== Provided entries

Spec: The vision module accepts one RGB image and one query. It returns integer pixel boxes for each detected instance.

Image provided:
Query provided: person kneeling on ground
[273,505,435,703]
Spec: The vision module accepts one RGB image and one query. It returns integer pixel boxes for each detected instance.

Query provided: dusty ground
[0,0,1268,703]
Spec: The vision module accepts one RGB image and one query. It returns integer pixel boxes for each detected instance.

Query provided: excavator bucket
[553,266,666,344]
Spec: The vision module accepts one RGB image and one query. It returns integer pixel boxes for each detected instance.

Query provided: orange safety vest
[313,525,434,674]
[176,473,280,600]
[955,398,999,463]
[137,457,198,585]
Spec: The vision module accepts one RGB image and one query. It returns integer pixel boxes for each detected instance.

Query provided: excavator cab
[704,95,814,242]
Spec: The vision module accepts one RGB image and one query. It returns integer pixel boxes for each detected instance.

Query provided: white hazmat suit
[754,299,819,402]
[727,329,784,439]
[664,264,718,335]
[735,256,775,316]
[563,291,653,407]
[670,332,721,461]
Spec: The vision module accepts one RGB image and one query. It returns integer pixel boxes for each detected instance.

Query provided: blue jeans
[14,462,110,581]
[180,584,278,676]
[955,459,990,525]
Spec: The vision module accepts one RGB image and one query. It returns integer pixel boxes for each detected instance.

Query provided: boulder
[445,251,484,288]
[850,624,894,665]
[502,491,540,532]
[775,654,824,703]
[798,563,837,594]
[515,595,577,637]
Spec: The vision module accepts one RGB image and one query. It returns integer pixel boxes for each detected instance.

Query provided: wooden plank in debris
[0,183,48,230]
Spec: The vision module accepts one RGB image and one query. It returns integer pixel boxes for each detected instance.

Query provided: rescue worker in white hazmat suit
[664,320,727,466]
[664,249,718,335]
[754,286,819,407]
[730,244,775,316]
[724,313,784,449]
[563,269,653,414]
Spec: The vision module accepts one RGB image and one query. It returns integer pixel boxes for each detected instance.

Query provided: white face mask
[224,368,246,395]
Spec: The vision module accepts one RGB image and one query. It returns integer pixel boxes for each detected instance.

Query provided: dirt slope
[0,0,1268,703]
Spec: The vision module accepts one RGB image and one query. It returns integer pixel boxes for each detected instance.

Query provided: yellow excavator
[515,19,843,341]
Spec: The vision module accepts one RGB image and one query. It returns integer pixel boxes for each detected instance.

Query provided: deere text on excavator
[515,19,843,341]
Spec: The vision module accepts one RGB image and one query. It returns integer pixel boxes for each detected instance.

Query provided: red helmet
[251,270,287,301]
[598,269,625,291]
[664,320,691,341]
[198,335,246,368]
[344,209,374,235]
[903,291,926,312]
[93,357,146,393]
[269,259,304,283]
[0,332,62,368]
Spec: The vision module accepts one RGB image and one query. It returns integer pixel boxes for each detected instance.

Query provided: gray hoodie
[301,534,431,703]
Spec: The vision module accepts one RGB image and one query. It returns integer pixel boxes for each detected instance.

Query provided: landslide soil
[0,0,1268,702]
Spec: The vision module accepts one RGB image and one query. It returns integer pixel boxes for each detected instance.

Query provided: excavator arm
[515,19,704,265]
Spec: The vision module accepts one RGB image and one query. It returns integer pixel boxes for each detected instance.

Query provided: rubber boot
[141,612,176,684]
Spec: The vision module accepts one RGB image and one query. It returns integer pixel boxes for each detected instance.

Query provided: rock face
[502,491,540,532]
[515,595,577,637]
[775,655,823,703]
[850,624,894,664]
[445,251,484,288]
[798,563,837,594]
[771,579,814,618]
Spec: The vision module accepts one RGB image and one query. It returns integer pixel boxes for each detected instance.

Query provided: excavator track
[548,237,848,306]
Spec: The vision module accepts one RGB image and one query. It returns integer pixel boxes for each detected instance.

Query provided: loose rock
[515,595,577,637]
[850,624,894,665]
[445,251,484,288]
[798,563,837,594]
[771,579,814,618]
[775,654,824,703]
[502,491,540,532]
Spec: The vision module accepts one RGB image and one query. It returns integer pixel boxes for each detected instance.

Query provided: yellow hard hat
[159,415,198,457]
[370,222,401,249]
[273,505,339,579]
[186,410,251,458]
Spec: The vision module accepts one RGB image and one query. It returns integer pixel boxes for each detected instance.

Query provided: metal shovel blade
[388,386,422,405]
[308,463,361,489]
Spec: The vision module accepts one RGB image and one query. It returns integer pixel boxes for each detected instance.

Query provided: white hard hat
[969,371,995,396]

====

Reproduce every line from the start of the entries through the line containing "[137,457,198,585]", inclusive, requests included. Scale each bounding-box coordinate in the answers by 0.65 and round it to the nearest whole number, with halves rounded up.

Spec: The vision module accepts one RGB image and one query. It returns integer pixel boxes for each detected instance.

Image provided:
Query provided: person kneeling on ground
[177,328,283,457]
Spec: The vision module accepts one RGB image and one query. It returns integer pixel boxes for each detected instance.

Query provided: dusty ground
[0,0,824,457]
Spec: The vision module accepts one RGB image and one query. It returns integer pixel boxes for each detected instance.

Query provided: excavator bucket
[359,173,433,224]
Spec: The vision module accepts one RGB image and one query. It returns integer pixel boxes for each detected instance.

Query provided: orange safety vest
[203,341,282,438]
[114,307,182,390]
[621,259,649,301]
[89,297,129,380]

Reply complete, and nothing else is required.